DOCUMENT SOURCE:
────

La Trinité. Andreï Roublev, circa 1400. Icône célèbre conservée à la Galerie Tretyakov, Moscou (Wikipédia).
Dieu, plein d’amour et de fidélité
Lorraine Caza | La sainte Trinité (A) – 4 juin 2023
Le fils médiateur : Jean 3, 16-18
Les lectures : Exode 34, 4b-6.8-9 ; Daniel 3, 52-56 ; 2 Corinthiens 13, 11-13
Les citations bibliques sont tirées de la Traduction liturgique officielle.
La fin de la seconde lecture de cette liturgie en l’honneur de la Sainte Trinité constitue, me semble-t-il, une magnifique synthèse de la confession de foi au cœur de ce dimanche : Que la grâce du Seigneur Jésus Christ, l’amour de Dieu et la communion de l’Esprit Saint soient avec vous tous. Après avoir proclamé aux Corinthiens que Dieu est unique par la formule « Le Dieu d’amour et de paix », Paul annonce à sa communauté les trois personnes : la grâce du Fils, l’amour du Père, la communion de l’Esprit. Et il n’est pas banal de constater que l’acclamation qui précède immédiatement le texte évangélique réunit également la profession du Dieu unique et Trinité. « Gloire au Père, et au Fils, et au Saint-Esprit, Celui qui est, qui était et qui vient. » (Apocalypse 1,8)

────

DONNÉES ENREGISTRÉES:
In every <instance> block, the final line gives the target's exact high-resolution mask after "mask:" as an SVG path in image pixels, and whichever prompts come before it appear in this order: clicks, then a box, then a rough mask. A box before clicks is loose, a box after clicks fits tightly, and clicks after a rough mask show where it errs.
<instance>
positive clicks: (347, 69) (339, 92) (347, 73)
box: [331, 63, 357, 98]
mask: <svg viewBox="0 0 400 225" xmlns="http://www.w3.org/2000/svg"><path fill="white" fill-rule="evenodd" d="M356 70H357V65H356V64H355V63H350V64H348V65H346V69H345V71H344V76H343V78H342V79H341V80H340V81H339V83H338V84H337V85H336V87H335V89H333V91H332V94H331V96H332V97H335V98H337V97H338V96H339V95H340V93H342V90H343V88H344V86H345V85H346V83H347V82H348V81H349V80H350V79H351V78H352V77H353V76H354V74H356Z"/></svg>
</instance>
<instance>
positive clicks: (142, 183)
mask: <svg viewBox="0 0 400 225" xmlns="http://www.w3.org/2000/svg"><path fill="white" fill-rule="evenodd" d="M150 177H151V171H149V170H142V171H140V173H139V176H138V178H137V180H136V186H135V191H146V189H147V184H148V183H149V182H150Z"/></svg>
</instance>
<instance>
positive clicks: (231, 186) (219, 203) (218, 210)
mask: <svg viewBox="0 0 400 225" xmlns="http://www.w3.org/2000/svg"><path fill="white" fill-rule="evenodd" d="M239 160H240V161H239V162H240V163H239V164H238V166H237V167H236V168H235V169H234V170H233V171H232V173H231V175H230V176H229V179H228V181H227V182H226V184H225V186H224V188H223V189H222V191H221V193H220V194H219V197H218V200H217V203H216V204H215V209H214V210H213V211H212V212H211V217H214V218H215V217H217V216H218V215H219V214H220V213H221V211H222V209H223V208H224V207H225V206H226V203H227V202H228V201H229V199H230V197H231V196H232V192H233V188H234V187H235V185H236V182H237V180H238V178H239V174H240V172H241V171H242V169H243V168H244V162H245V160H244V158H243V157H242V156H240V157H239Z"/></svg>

────

À VOTRE TOUR:
Répondez aux questions suivantes d'après le document source :
1. Dans quel musée l'icône de la Trinité d'Andreï Roublev est-elle conservée ?
2. De quelle traduction les citations bibliques sont-elles tirées ?
3. Quelles sont les trois personnes que Paul annonce à sa communauté ?
Le matériel ci-dessus n'intervient aucunement dans cet exercice.

RÉPONSE ATTENDUE:
1. À la Galerie Tretyakov, à Moscou.
2. De la Traduction liturgique officielle.
3. La grâce du Fils, l'amour du Père et la communion de l'Esprit.